▶ ПИСЬМЕННОЕ ЗАДАНИЕ A
Кто, согласно отрывку, был рабочим координатором комиссии?

▶ ОТРЫВОК
━━━━━━━━━━━━━━━━━━━━

Позвонил в Тбилиси своему помощнику Кузнецову, а также гостившему в Грузии Примакову, рассказал им о разговоре с Патиашвили и попросил съездить на площадь и посмотреть, что там делается на самом деле. Минут через сорок они перезвонили мне и сказали, что ничего не происходит. Воскресенье, ходят родители с детьми. Около памятника о чем-то спорят с десяток человек. Вот и все. Хотел переговорить с Патиашвили, но его не оказалось на месте. Однако буквально через минуту мне позвонил министр внутренних дел Грузии и с некоторой иронией сказал, что произошло, мол, информационное недоразумение, на площади все в порядке.
Сомнения мои обострил Михаил Полторанин. Он подошел ко мне и сказал: «Мой дружеский совет: не лезь в это дело. Там много темного, концы с концами не сходятся». Вот с этими смутными настроениями в тот же день поздним вечером я связался с Горбачевым. Он был на даче. Сказал ему, что предпочел бы Комиссию по советско-германскому договору, поскольку я по специальности историк. Мы долго обсуждали этот вопрос, но так ни к чему и не пришли.
— Подумаем, — сказал он.
По предложению Липпмаа разгорелись горячие прения. Было ясно, что у значительной части депутатов нет ни малейшего желания обсуждать этот трудный политический и нравственный вопрос. Основной упор оппоненты делали на то, что оригинал секретных протоколов отсутствует. Пришлось выступить и Горбачеву. Он заявил, что они с Шеварднадзе пытались найти подлинники секретных протоколов, но их нигде не оказалось.
Так или иначе, в конце своего выступления он предложил включить в состав комиссии меня, что было встречено аплодисментами.
Началась работа — нудная и тяжелая. Собрали сотни и сотни документов — прямых и косвенных. К работе подключили советские посольства в ФРГ, Англии, Франции, США. Проштудировали десятки книг, особенно на немецком языке. Все эти документы и материалы рассылались членам комиссии. Заседания проходили очень бурно.
Рабочим координатором комиссии был Валентин Фалин — человек высокой эрудиции. Своей рассудительностью он помогал создавать рабочую, уравновешенную обстановку. Активную роль играли Г. Арбатов, В. Коротич, нынешний Патриарх Алексий II, Ч. Айтматов, Л. Арутюнян, А. Казанник, И. Друцэ, В. Шинкарук.
Вполне понятно, что представители прибалтийских республик занимали острорадикальную позицию, но в основном по формулировкам создаваемого документа, а не по существу. Их активно поддерживал Юрий Афанасьев. Он даже сказал в интервью, что некоторые члены комиссии, в частности ее председатель, сдерживают объективное изучение проблемы.
Однажды я дал почитать Горбачеву проект моего доклада. Ему все это не понравилось. Но в процессе разговора возникла идея об интервью газете «Правда», с тем чтобы подготовить общественное мнение по этому далеко не простому вопросу. С помощью Фалина подготовил как вопросы, так и ответы и направил их в Крым, где отдыхал Михаил Сергеевич. Через 2–3 дня мне позвонил Черняев и сказал, что интервью понравилось, можно печатать. Однако некоторые представители Прибалтики критически отнеслись к тексту интервью, считая, что он расплывчат, не отражает суть проблемы, поскольку недостаточно радикален.

━━━━━━━━━━━━━━━━━━━━

Записи с указанием объектов по названию
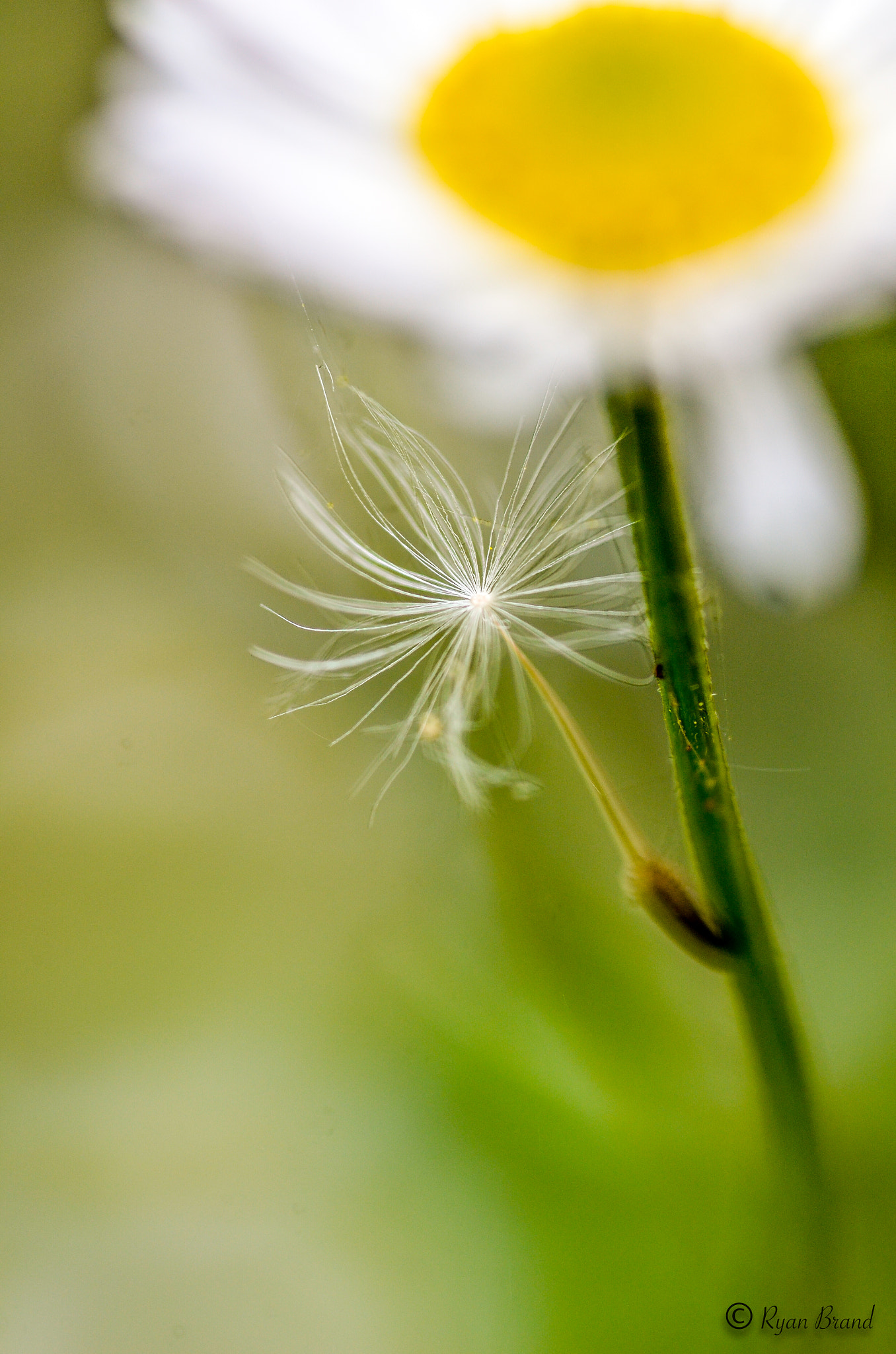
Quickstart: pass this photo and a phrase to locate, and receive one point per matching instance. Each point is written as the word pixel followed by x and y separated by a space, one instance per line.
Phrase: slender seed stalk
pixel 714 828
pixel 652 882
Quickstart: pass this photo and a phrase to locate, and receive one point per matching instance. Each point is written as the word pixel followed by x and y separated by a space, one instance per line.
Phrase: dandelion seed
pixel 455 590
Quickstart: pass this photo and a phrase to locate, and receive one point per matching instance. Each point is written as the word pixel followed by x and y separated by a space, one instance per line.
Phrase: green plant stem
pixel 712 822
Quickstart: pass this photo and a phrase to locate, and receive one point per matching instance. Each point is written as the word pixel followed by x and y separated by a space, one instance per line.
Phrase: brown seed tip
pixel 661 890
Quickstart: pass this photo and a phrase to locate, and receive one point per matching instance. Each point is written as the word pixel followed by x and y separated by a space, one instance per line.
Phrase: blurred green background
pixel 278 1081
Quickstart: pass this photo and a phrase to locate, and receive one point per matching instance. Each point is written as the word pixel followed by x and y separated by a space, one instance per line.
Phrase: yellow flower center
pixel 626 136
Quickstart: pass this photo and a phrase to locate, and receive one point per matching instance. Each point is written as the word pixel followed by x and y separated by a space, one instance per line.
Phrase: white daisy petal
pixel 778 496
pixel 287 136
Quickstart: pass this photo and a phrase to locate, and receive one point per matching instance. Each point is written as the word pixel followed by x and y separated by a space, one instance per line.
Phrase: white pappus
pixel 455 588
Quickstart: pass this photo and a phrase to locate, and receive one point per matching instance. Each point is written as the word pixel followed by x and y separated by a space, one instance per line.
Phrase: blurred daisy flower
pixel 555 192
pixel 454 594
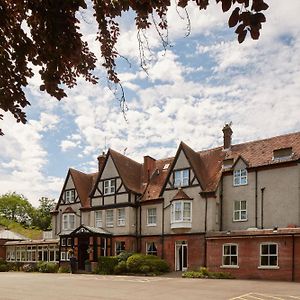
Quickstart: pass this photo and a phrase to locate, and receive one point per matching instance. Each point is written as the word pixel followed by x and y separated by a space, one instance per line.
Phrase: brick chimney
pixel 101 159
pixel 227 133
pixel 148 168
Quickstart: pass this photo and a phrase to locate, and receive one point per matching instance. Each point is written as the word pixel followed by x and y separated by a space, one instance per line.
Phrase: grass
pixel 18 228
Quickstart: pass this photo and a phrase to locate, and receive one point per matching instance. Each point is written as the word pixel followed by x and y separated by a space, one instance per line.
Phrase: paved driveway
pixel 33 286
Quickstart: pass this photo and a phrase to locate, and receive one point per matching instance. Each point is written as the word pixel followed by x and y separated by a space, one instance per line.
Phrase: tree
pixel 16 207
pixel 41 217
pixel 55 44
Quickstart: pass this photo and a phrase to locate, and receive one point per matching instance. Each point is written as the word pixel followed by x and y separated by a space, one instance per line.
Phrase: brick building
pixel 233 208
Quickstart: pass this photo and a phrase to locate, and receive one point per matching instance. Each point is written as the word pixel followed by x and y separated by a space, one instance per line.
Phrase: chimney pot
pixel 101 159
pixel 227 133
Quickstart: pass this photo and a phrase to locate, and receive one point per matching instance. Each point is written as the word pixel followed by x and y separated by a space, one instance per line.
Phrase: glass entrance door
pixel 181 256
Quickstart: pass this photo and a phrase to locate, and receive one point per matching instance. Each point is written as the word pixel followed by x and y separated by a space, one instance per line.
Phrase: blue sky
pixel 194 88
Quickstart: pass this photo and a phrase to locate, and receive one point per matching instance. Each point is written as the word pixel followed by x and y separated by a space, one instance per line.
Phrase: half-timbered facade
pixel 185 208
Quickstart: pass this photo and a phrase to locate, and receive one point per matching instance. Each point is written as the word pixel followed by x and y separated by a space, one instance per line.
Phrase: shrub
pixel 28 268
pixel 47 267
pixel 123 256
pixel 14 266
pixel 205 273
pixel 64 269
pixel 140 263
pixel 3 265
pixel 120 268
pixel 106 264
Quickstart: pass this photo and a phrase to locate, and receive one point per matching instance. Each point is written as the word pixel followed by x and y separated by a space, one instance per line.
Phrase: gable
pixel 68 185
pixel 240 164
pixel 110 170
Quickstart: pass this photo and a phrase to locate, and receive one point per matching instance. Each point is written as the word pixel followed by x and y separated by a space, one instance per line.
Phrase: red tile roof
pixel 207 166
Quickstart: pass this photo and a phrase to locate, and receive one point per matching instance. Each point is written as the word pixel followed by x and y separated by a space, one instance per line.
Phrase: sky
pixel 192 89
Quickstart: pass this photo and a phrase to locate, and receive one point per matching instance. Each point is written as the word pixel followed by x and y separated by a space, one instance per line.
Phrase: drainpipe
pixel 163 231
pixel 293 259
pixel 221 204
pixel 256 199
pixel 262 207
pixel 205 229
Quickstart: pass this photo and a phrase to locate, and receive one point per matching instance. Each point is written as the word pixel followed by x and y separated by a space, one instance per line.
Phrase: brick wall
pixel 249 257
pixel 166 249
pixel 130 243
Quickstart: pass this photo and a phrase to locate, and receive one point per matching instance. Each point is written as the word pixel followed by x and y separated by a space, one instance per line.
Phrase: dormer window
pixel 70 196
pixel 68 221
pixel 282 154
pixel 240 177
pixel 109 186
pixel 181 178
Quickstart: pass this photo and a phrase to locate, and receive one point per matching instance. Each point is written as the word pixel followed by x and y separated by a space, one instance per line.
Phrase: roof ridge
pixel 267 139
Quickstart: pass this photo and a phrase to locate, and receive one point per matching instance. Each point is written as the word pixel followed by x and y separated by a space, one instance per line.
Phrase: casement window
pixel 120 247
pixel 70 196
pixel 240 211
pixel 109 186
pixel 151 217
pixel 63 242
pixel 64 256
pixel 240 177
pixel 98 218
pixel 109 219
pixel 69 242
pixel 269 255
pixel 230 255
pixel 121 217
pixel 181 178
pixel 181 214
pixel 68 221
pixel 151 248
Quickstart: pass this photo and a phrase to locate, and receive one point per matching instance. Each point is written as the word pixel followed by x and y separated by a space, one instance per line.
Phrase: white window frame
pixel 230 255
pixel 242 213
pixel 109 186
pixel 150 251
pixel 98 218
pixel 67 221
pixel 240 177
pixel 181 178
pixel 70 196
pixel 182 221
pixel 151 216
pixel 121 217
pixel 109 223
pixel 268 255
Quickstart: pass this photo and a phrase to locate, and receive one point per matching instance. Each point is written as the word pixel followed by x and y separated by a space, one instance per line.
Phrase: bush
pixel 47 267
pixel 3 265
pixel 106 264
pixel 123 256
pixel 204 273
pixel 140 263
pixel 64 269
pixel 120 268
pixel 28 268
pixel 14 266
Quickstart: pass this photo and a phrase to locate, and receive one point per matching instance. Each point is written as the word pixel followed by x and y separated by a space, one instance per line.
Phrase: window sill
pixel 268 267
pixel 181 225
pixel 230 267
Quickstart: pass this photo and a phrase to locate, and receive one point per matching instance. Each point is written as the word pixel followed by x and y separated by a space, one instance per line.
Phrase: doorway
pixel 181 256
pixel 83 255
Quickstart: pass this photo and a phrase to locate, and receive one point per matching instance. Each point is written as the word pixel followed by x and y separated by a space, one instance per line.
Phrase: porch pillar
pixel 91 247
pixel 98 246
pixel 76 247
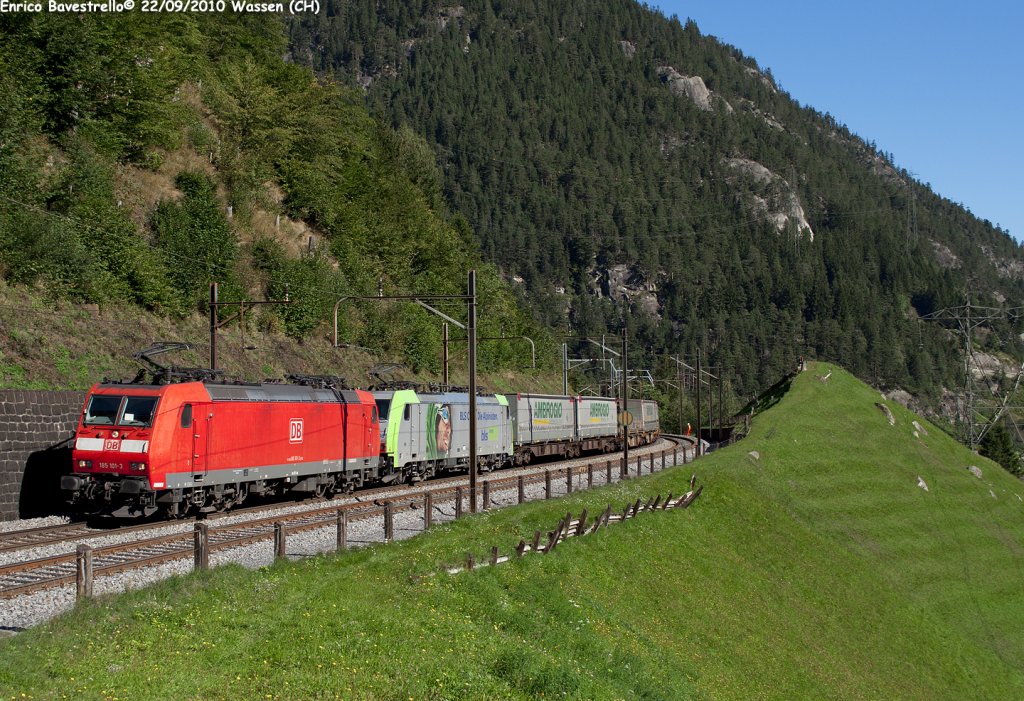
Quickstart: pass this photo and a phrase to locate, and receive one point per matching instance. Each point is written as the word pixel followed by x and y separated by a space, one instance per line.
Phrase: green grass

━━━━━━━━━━━━━━━━━━━━

▶ ПИСЬМЕННОЕ ЗАДАНИЕ B
Отредактируйте часть записей от самого их начала до строки с «pixel 455 588» включительно: замените «photo» на «image», остальное оставьте как есть. Выведите только эту часть, без изображений.

▶ ОТВЕТ A
Валентин Фалин.

▶ ОТВЕТ B
Quickstart: pass this image and a phrase to locate, and receive one point per matching instance. Each point is written as the word pixel followed by x and y separated by a space, one instance per line.
Phrase: slender seed stalk
pixel 714 828
pixel 652 882
Quickstart: pass this image and a phrase to locate, and receive one point per matching instance. Each point is written as the word pixel followed by x and y separated by a space, one instance per line.
Phrase: dandelion seed
pixel 455 590
Quickstart: pass this image and a phrase to locate, and receive one point per matching instance. Each point is written as the word pixel followed by x and y separated by a space, one instance per line.
Phrase: green plant stem
pixel 712 822
Quickstart: pass this image and a phrase to locate, and receive one point per matching instance. Each point is written as the word pixel followed by x and y separated by a space, one instance per line.
Phrase: brown seed tip
pixel 661 890
Quickstart: pass this image and a phrase to locate, and receive one point per matching instance. Each point is written as the word pixel followed by x and y separated by a space, one instance per line.
Phrase: blurred green background
pixel 278 1081
Quickstart: pass this image and a phrase to locate, and receive one point per matching instance. Each point is written as the word pixel followed by x and y separated by a space, one instance per line.
Phrase: yellow flower center
pixel 626 136
Quickstart: pass this image and a phrase to locate, and receive one point per matching instance. Each point is written as the word pixel followed by x and y separated by a space, one instance per line.
Phrase: white daisy petal
pixel 778 496
pixel 287 136
Quickstart: pass this image and a phrase to locate, and receive one point per matching instance. Each point is written as the word pixel followed by x and y separated by a space, one instance per line.
Phrase: white pappus
pixel 455 588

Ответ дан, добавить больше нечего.